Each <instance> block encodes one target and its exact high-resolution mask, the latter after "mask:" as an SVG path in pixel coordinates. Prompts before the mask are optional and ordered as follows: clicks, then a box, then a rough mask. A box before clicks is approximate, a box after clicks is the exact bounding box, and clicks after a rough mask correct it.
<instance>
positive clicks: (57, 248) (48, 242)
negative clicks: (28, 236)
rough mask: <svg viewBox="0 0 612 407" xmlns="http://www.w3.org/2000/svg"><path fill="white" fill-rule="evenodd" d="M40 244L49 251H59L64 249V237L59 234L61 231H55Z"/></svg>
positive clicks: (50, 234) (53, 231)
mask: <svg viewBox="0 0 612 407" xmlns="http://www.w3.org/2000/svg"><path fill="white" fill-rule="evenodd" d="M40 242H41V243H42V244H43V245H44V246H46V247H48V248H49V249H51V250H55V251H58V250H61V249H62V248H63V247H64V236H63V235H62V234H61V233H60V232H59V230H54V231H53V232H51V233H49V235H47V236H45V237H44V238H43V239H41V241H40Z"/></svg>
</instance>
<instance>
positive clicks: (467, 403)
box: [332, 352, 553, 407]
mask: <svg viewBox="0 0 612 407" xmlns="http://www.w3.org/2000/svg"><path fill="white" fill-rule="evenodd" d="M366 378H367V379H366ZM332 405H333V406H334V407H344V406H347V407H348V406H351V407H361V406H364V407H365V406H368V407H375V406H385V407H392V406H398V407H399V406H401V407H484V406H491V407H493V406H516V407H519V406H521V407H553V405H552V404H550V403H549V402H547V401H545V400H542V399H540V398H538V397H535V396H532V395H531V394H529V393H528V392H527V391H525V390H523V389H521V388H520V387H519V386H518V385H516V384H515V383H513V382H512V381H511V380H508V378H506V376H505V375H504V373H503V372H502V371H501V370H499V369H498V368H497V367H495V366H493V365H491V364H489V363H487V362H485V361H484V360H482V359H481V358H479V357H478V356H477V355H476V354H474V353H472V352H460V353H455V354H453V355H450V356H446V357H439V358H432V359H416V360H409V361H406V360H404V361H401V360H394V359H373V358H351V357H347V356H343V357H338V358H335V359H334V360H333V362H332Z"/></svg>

+--

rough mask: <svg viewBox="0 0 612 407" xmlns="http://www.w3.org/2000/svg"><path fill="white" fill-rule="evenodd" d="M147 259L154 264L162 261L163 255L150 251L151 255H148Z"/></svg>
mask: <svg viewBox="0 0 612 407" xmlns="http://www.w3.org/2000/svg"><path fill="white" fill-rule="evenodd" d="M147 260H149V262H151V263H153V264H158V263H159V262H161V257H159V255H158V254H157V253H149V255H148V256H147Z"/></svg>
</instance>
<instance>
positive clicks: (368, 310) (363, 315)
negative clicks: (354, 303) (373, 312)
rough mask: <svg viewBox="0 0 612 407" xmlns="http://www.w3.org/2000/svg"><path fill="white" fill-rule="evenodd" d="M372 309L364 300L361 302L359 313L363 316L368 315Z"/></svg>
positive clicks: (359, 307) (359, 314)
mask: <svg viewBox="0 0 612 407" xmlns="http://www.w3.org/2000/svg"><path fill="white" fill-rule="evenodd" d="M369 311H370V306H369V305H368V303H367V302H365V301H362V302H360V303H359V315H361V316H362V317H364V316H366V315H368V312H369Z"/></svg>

+--

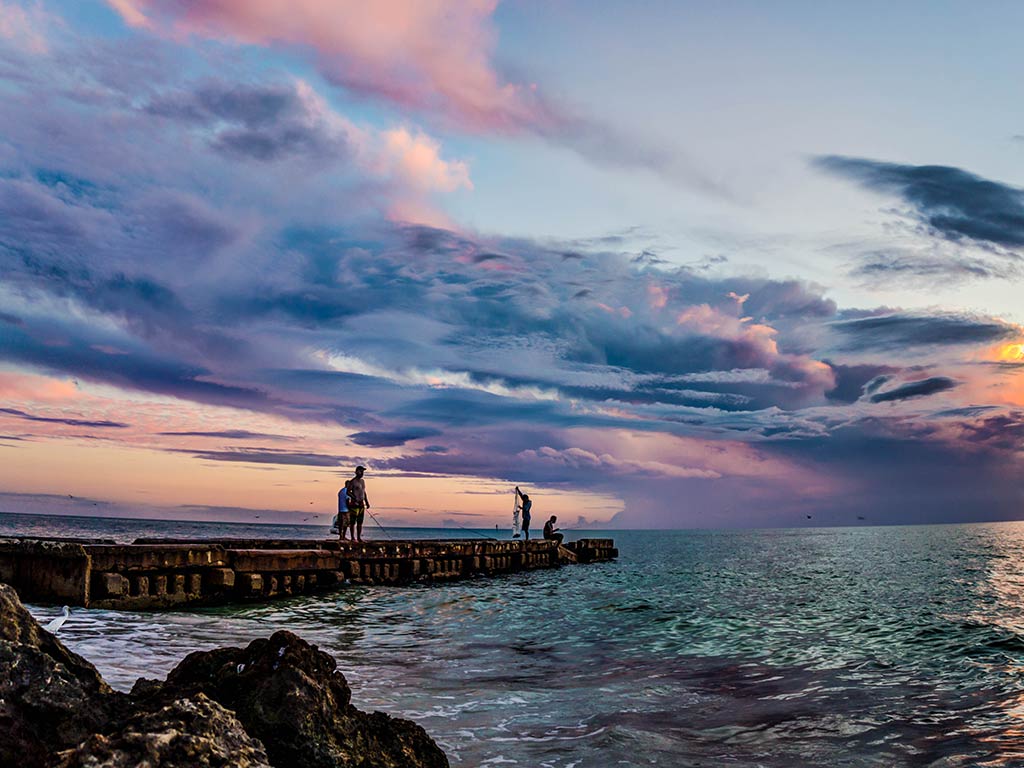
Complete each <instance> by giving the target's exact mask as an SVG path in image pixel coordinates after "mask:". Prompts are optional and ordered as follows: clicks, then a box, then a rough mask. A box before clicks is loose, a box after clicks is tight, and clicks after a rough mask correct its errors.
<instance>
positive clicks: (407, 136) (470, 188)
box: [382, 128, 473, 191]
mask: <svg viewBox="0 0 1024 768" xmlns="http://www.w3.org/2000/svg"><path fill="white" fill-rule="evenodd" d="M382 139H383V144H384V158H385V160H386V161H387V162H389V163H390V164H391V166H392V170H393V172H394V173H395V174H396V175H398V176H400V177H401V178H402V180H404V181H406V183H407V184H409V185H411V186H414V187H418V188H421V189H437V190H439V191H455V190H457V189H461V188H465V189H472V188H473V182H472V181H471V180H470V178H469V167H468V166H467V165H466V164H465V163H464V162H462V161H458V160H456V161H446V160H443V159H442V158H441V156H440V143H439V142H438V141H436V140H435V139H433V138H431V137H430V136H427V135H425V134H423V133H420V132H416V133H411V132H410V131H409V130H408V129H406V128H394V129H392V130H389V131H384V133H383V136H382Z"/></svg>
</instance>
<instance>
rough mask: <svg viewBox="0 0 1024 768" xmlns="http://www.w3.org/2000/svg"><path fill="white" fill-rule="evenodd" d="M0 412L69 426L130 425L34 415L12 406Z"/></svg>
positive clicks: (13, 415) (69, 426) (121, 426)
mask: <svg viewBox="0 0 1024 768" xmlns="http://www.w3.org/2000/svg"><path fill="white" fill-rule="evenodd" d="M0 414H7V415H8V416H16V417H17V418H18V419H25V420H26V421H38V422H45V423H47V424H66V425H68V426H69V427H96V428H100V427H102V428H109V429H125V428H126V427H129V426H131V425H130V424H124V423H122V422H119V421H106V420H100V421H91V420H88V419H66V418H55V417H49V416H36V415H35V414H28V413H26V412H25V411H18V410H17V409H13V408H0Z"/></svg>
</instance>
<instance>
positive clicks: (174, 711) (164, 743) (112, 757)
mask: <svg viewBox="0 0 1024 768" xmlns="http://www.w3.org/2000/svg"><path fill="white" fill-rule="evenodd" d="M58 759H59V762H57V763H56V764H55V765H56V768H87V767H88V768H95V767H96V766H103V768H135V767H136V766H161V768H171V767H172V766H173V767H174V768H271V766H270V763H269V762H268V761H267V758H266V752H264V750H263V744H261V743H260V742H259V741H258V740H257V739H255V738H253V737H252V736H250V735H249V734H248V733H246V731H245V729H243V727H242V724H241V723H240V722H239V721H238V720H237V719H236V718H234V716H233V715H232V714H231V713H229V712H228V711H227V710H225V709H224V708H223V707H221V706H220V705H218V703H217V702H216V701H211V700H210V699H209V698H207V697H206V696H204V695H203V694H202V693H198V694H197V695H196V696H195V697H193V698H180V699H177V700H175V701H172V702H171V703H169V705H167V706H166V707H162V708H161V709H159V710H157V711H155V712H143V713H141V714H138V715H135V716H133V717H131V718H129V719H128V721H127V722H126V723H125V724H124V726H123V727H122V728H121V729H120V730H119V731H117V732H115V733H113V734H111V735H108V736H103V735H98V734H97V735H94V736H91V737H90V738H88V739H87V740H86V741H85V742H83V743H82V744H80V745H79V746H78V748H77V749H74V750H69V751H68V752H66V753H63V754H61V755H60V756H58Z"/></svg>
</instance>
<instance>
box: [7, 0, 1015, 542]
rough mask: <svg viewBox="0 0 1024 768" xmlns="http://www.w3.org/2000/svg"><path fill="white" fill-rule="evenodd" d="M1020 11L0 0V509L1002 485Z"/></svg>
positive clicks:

+--

### OBJECTIF DE LA TÂCHE
Reprenez les lignes allant de celle qui contient « Each <instance> block » à celle qui contient « negative clicks: (28, 236) », en remplaçant « target » par « object » sans rien modifier d'autre.

### SOLUTION ATTENDUE
Each <instance> block encodes one object and its exact high-resolution mask, the latter after "mask:" as an SVG path in pixel coordinates. Prompts before the mask are optional and ordered as follows: clicks, then a box, then a rough mask. A box before clicks is approximate, a box after clicks is the exact bounding box, and clicks after a rough mask correct it.
<instance>
positive clicks: (57, 248) (48, 242)
negative clicks: (28, 236)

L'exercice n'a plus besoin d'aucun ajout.